> _WHAT NEEDS TO BE DONE_: From the line that contains "of the sleeve" to the final line of the entries, return every line exactly and leave out all others.

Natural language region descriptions
^^^^^^^^
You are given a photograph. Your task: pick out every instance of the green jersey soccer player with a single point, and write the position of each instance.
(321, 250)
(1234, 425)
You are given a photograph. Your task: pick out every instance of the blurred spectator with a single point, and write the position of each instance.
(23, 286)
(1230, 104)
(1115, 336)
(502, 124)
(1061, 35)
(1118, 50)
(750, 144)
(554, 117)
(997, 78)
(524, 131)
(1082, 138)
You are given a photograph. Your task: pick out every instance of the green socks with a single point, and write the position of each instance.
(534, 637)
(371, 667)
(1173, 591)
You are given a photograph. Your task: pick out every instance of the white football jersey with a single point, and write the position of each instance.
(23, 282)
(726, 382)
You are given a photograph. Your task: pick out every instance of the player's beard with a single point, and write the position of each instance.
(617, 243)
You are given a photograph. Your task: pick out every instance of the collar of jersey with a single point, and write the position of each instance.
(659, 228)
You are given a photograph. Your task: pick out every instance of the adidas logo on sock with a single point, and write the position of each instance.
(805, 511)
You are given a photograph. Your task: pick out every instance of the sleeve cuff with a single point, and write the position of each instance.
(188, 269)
^^^^^^^^
> _SOLUTION TO THIS EXERCISE_:
You are given a photograph. Your task: pick out every instance of the sleeve cuff with a single point, and write the position of each instance.
(188, 269)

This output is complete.